• [Selected text]:
*** Block opens ***
An electric field is a vector field that associates to each point in space the Coulomb force experienced by a test charge. In the simplest case, the field is considered to be generated solely by a single source point charge. The strength and direction of the Coulomb force F on a test charge q_t depends on the electric field 'e' that it finds itself in, such that F = q_tE. If the field is generated by a positive source point charge q, the direction of the electric field points along lines directed radially outwards from it, i.e. in the direction that a positive point test charge q_t would move if placed in the field. For a negative point source charge, the direction is radially inwards.

The magnitude of the electric field E can be derived from Coulomb's law. By choosing one of the point charges to be the source, and the other to be the test charge, it follows from Coulomb's law that the magnitude of the electric field E created by a single source point charge q at a certain distance from it r in vacuum is given by:

${\displaystyle |{\boldsymbol {E}}|={1 \over 4\pi \varepsilon _{0}}{|q| \over r^{2}}}$

Coulomb's constant

Coulomb's constant is a proportionality factor that appears in Coulomb's law as well as in other electric-related formulas. The value of this constant is dependent upon the medium that the charged objects are immersed in. Denoted k_e, it is also called the electric force constant or electrostatic constant,^[8] hence the subscript e.
*** Block closes ***
• [Data]:
*** Block opens ***
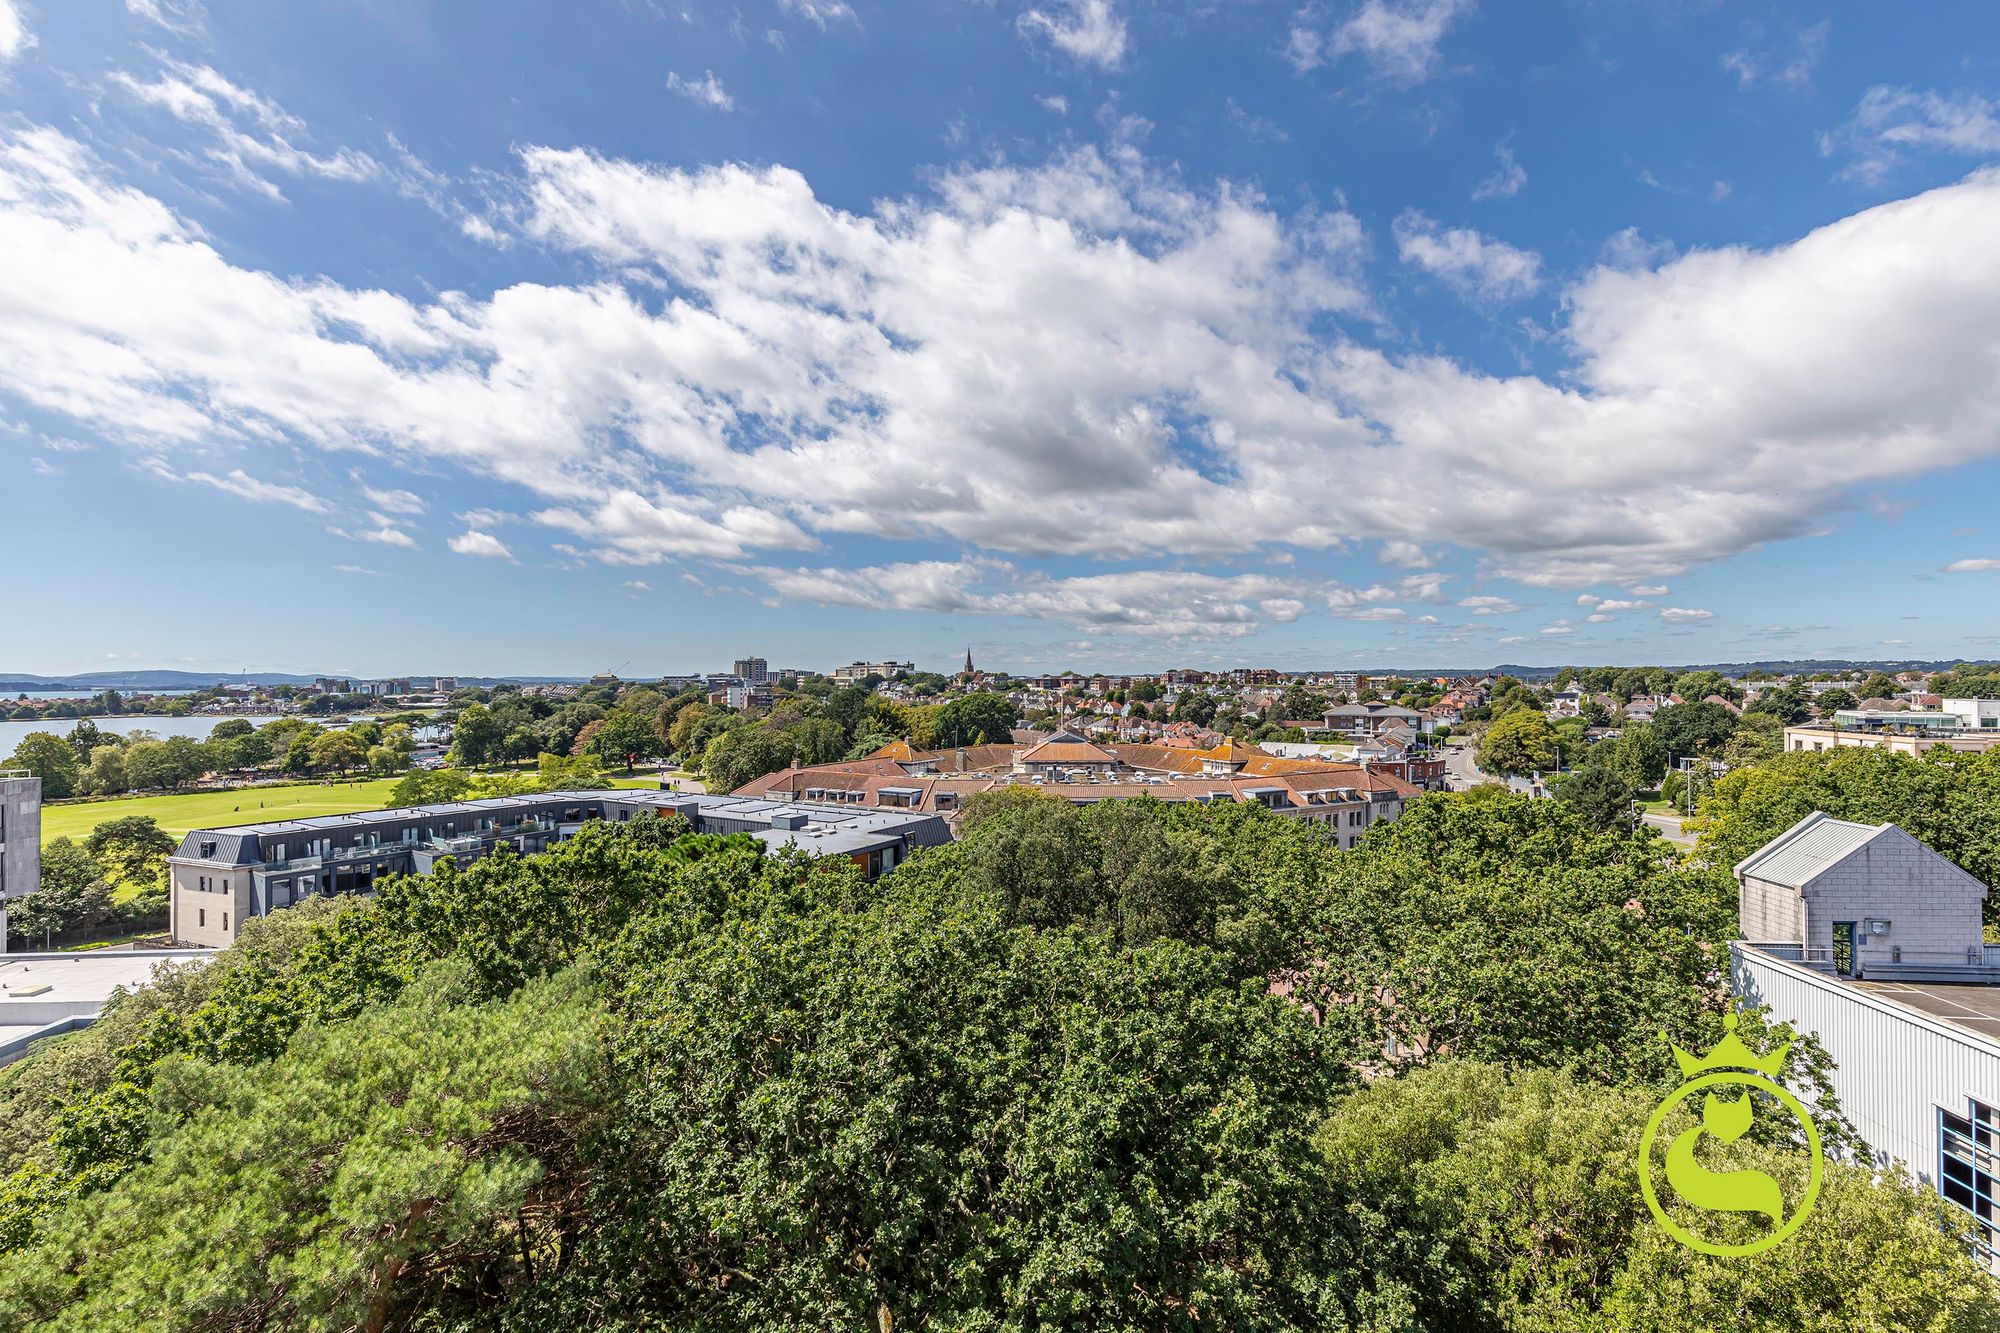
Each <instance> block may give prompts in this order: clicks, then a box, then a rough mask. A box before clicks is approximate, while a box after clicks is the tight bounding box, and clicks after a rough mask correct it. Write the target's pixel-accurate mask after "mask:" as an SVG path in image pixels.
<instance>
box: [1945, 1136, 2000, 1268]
mask: <svg viewBox="0 0 2000 1333" xmlns="http://www.w3.org/2000/svg"><path fill="white" fill-rule="evenodd" d="M1966 1107H1968V1111H1970V1113H1968V1115H1952V1113H1950V1111H1946V1109H1944V1107H1938V1191H1940V1193H1942V1195H1944V1197H1946V1199H1950V1201H1952V1203H1956V1205H1958V1207H1962V1209H1964V1211H1968V1213H1972V1217H1974V1219H1976V1221H1978V1227H1976V1229H1974V1237H1976V1239H1974V1253H1978V1257H1980V1263H1984V1265H1986V1267H1988V1269H1994V1271H2000V1207H1996V1203H1994V1195H1996V1193H2000V1191H1996V1189H1994V1181H1996V1179H2000V1111H1994V1109H1992V1107H1988V1105H1986V1103H1982V1101H1974V1099H1966Z"/></svg>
*** Block closes ***
• [Problem set]:
(A) In the passage on electric fields, what does the value of Coulomb's constant depend on?
(B) List every name that the passage on electric fields gives for the proportionality factor written k_e.
(C) From the passage on electric fields, reproduce everything from "Coulomb's constant is" down to "the subscript e.".

• [Task results]:
(A) It depends on the medium that the charged objects are immersed in.

(B) Coulomb's constant, electric force constant, electrostatic constant

(C)
Coulomb's constant is a proportionality factor that appears in Coulomb's law as well as in other electric-related formulas. The value of this constant is dependent upon the medium that the charged objects are immersed in. Denoted k_e, it is also called the electric force constant or electrostatic constant,^[8] hence the subscript e.